Rewrite the stretch of records from the line containing "Task: mark the crouching" through the line containing "[[45, 436], [560, 312]]", changing "trash bin" to "waste bin" and leaving everything else the same. Return only those lines.

Start Dataset entries

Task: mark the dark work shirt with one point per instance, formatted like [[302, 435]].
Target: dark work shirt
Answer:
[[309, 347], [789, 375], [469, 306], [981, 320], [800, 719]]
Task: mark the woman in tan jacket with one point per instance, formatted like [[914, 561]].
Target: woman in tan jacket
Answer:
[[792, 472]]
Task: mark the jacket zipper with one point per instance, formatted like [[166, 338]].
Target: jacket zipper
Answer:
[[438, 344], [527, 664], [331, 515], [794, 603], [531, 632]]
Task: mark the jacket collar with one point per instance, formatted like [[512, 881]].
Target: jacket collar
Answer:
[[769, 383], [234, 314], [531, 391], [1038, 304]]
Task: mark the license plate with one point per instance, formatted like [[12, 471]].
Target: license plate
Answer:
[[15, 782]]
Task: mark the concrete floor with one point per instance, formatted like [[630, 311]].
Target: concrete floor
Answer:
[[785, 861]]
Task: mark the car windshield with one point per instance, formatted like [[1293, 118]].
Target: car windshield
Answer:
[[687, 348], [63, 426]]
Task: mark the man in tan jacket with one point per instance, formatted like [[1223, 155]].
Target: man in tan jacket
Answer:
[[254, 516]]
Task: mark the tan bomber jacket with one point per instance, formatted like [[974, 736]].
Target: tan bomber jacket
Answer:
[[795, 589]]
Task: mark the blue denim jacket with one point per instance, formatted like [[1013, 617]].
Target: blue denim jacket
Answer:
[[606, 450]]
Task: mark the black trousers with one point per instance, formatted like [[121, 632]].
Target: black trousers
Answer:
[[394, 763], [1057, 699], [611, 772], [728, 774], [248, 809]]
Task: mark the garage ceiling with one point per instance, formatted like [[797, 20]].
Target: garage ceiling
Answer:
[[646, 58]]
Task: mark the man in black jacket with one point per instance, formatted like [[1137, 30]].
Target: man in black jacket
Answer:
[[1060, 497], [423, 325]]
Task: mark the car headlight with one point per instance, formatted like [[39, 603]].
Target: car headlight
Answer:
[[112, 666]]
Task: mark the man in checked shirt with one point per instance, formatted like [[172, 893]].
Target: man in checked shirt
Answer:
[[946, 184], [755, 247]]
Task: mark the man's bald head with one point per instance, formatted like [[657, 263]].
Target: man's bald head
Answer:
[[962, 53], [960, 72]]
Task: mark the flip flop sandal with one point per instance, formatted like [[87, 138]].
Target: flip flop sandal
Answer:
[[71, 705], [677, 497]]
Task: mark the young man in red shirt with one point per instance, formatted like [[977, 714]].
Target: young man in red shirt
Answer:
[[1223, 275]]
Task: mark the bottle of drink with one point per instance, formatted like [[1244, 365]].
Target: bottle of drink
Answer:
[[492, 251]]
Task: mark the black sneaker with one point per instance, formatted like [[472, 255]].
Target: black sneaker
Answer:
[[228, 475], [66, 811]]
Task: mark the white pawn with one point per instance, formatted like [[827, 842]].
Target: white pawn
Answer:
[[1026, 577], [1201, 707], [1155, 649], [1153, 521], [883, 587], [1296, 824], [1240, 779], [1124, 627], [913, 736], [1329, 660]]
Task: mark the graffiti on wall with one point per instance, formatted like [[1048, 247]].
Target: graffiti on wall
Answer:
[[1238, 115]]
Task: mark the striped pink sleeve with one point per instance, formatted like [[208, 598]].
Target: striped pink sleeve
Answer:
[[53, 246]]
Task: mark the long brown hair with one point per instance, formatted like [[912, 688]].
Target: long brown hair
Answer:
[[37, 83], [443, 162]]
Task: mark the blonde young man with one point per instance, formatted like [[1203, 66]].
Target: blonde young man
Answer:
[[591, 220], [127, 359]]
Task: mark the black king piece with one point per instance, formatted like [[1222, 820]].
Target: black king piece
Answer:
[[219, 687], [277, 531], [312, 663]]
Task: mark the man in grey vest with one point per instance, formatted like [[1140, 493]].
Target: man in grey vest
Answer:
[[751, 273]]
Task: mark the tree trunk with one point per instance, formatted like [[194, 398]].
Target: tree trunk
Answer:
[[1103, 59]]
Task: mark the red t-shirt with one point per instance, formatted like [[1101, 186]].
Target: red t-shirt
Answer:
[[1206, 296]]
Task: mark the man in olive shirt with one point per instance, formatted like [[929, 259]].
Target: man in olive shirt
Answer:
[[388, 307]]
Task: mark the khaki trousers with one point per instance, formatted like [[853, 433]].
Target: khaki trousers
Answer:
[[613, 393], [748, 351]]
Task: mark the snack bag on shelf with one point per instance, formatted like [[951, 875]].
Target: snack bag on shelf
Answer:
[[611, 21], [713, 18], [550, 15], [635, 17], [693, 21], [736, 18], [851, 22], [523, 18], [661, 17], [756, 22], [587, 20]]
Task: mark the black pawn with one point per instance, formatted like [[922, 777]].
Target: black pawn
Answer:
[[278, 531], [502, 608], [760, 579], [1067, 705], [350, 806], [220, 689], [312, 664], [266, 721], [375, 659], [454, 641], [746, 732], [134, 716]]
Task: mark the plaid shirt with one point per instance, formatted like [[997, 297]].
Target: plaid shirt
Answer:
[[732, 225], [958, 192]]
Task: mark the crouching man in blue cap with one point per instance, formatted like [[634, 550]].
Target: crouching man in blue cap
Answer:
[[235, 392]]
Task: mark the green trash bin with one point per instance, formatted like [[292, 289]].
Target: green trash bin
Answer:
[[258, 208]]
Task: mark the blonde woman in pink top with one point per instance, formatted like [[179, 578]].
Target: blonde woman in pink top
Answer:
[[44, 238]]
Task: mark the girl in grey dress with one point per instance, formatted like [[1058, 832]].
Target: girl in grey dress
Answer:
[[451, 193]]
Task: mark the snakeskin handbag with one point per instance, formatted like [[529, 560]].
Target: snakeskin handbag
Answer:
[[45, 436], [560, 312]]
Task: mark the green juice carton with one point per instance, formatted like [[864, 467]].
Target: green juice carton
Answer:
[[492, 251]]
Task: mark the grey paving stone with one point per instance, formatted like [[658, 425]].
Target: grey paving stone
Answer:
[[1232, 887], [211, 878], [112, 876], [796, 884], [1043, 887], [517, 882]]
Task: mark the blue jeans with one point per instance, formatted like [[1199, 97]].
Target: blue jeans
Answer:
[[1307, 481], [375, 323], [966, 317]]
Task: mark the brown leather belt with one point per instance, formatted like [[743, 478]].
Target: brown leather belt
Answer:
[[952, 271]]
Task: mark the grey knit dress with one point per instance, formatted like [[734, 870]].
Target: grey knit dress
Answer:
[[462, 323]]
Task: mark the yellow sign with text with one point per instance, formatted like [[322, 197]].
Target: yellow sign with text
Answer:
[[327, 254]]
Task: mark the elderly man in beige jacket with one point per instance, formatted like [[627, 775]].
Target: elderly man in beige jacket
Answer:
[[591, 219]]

End Dataset entries

Exercise solution
Task: mark the crouching man in blue cap with one point per instance, formatted like [[634, 550]].
Target: crouching man in blue cap
Answer:
[[235, 392]]
Task: mark the green waste bin with one point per instance, formatted like [[292, 289]].
Target: green waste bin
Answer:
[[258, 208]]
Task: mark the blonde woman in pink top with one point per instance, formatted like [[179, 578]].
Target: blonde woman in pink top
Answer:
[[44, 238]]
Task: mark the girl in grey dress with one point per instance, formatted like [[1058, 832]].
Target: girl in grey dress
Answer:
[[451, 193]]
Task: mark the snakeskin handbag with one point per instance, formatted like [[529, 560]].
Target: snakeskin handbag
Answer:
[[45, 436], [560, 312]]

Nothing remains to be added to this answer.